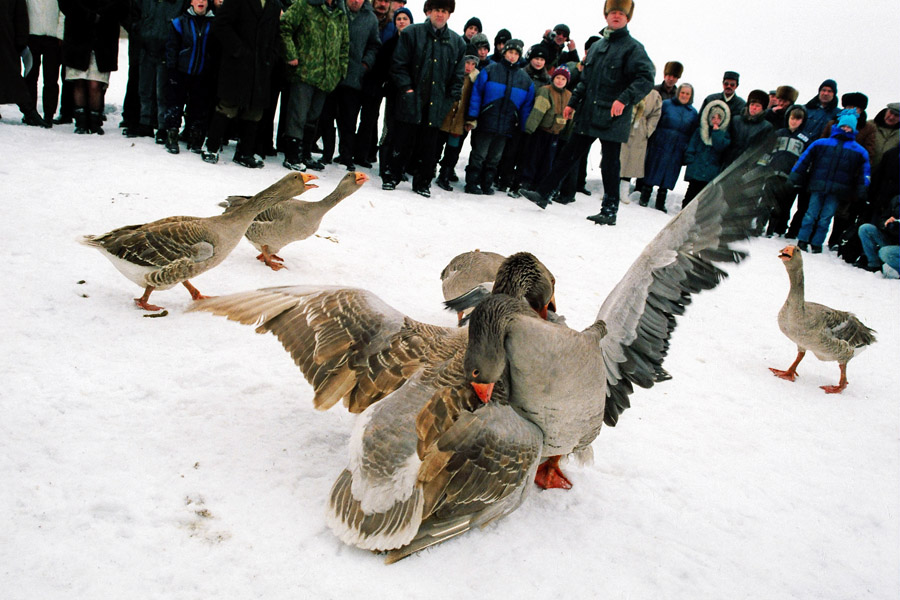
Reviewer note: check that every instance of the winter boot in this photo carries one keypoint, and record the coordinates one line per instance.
(81, 121)
(172, 141)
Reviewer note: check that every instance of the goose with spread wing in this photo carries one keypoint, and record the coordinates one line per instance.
(291, 220)
(832, 335)
(161, 254)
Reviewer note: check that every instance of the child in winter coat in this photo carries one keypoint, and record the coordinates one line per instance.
(502, 98)
(703, 156)
(545, 123)
(837, 167)
(187, 58)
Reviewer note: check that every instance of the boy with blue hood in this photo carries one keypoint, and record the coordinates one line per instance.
(837, 166)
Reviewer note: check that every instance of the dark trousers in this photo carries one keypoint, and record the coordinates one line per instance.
(46, 51)
(414, 140)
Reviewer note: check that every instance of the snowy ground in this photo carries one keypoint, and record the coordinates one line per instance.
(180, 457)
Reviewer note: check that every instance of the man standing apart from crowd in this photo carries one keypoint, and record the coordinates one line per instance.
(428, 69)
(617, 74)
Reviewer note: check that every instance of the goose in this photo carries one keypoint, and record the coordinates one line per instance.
(832, 335)
(161, 254)
(291, 220)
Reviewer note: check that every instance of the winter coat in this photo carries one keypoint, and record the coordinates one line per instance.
(788, 147)
(502, 98)
(44, 18)
(13, 39)
(818, 117)
(745, 131)
(885, 138)
(248, 35)
(703, 156)
(317, 36)
(431, 64)
(646, 117)
(155, 23)
(834, 165)
(547, 114)
(187, 49)
(364, 44)
(455, 121)
(616, 68)
(92, 26)
(665, 152)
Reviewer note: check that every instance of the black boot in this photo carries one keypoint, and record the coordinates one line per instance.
(81, 121)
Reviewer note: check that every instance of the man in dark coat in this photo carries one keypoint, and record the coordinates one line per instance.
(428, 69)
(248, 33)
(617, 74)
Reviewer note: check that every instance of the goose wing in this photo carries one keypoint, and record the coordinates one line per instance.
(639, 313)
(348, 343)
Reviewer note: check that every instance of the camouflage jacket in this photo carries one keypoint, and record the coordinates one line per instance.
(318, 37)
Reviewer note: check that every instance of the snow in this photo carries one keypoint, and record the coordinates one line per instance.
(180, 457)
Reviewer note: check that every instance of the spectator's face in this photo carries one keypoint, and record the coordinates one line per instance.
(401, 21)
(381, 8)
(616, 19)
(439, 17)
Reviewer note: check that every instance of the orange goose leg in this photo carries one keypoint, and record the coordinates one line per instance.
(272, 260)
(142, 301)
(791, 373)
(837, 389)
(549, 475)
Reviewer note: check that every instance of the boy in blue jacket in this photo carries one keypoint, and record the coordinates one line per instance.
(837, 166)
(502, 98)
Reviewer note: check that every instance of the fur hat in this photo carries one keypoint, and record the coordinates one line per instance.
(626, 6)
(448, 5)
(759, 97)
(856, 100)
(786, 92)
(476, 22)
(478, 40)
(674, 68)
(537, 51)
(561, 70)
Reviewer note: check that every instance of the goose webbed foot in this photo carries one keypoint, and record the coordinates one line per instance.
(550, 476)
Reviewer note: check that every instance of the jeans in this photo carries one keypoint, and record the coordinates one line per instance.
(818, 217)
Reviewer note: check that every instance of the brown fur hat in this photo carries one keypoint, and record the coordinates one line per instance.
(673, 68)
(626, 6)
(786, 92)
(448, 5)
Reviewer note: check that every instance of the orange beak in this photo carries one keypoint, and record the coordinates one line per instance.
(483, 390)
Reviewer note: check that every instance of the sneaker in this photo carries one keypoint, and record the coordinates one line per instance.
(248, 160)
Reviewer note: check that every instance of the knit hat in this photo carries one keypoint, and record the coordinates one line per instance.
(537, 51)
(479, 40)
(673, 68)
(626, 6)
(856, 100)
(476, 22)
(758, 96)
(848, 118)
(828, 83)
(448, 5)
(561, 70)
(786, 92)
(404, 11)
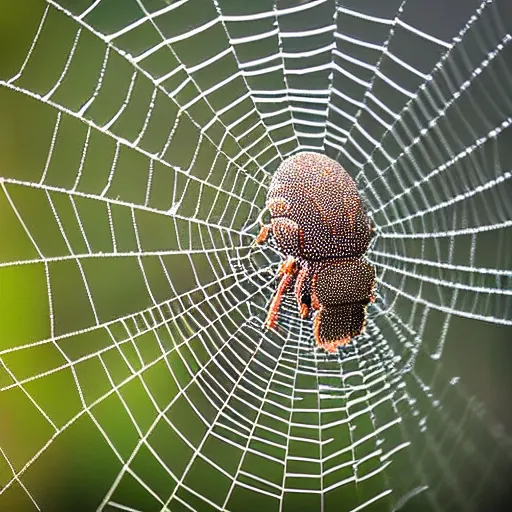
○ ○ ○ ○ ○ ○ ○
Problem details: The material is to be reproduced verbatim, and no picture may appear in the copy.

Task response:
Reviewer note: check that every instance of the winter boot in this photo carries one keypoint, and record the coordinates one line per instance.
(81, 121)
(172, 141)
Reviewer note: check that every instance of the goose with spread wing in this photo carries one keypoint, and record the coordinates one line per instance.
(291, 220)
(832, 335)
(161, 254)
Reviewer note: check that every instance of the child in winter coat in this photo carries one keypoint, and record the coordinates one line per instance.
(502, 98)
(703, 156)
(545, 123)
(837, 167)
(187, 58)
Reviewer note: check that every instance of the boy with blue hood in this photo carries one keypoint, and record the coordinates one line per instance.
(837, 166)
Reviewer note: check that every instance of the dark trousers in this photo carries one keypoint, and record the coordinates one line per instance.
(46, 51)
(414, 140)
Reviewer note: check that every instance of the snowy ground in this photo carries one keypoint, and record the coordinates one line per instance.
(180, 457)
Reviewer note: check that every instance of the man standing apart from crowd in this photo carries one keypoint, and record the coordinates one line per instance.
(428, 69)
(617, 74)
Reviewer note: check that every instance of the goose in this photo carries one keypoint, and record the coordinates one line per instance.
(832, 335)
(161, 254)
(291, 220)
Reviewer note: check that every instance of the winter coat in this photo carries one keypoint, and record the coordinates one line per instance.
(788, 147)
(502, 98)
(44, 18)
(13, 39)
(818, 117)
(745, 131)
(885, 138)
(248, 35)
(703, 156)
(317, 36)
(431, 64)
(646, 117)
(155, 23)
(834, 165)
(547, 114)
(187, 49)
(364, 44)
(455, 121)
(616, 68)
(92, 26)
(665, 152)
Reviewer note: check that every instance of the black boot in this photo carries one keypoint, and record the coordinates one line per instance.
(81, 121)
Reviewer note: check that every instance of the man in dark coat in this photo carries one keypoint, and record the coordinates one line per instance.
(428, 69)
(248, 33)
(617, 74)
Reviewer note: check that every instance of the goose wing in this photo carries one keypoint, and record the coordinates one line per instance.
(639, 313)
(348, 343)
Reviewer note: check that every instance of the camouflage jacket in this photo carries one keypoint, and record the coordinates one line per instance.
(318, 37)
Reviewer note: check that every instance of the snow in this photo carries one keypoint, and record the coordinates one line per instance.
(180, 457)
Reviewer note: check that every instance of the spectator's face in this photo carries one keypoint, and record the coordinates one line per instance.
(401, 21)
(381, 8)
(616, 19)
(439, 17)
Reviewer note: check that every instance of the orange goose leg in this photo carries one keypoint, and record the coordinates one line per instance.
(272, 260)
(142, 301)
(791, 373)
(837, 389)
(549, 475)
Reviewer note: check that every instance of the boy in blue jacket in this photo carries one keypoint, and record the coordinates one line per instance.
(837, 166)
(502, 98)
Reviewer note: check that every instance of the fur hat in this photo carries one keypoint, and record the coordinates one line per instance.
(626, 6)
(448, 5)
(759, 97)
(856, 100)
(786, 92)
(476, 22)
(478, 40)
(674, 68)
(537, 51)
(561, 70)
Reviewer note: check that every instance of the goose webbed foot in this photo carries one keypoint, and record the coordinates one line per instance.
(550, 476)
Reviewer note: check that every instance of the jeans in this photo carries one keypoint, and record the coordinates one line per instance.
(818, 217)
Reviewer note: check that every instance of the brown fur hat in this photo carries one keypoint, and record the coordinates one line per instance.
(673, 68)
(626, 6)
(786, 92)
(448, 5)
Reviewer note: check that every instance of the orange beak in this photo carries one keypoint, and record the coordinates one line per instance.
(483, 390)
Reviewer note: check that every instance of the sneaker in this photo carries one keypoint, and record the coordinates one line per instance.
(248, 160)
Reviewer note: check that every instance of the knit hat in this photo carries one keypoint, and record the coordinates one line per instance.
(537, 51)
(479, 40)
(673, 68)
(626, 6)
(856, 100)
(476, 22)
(758, 96)
(848, 118)
(828, 83)
(448, 5)
(561, 70)
(786, 92)
(404, 11)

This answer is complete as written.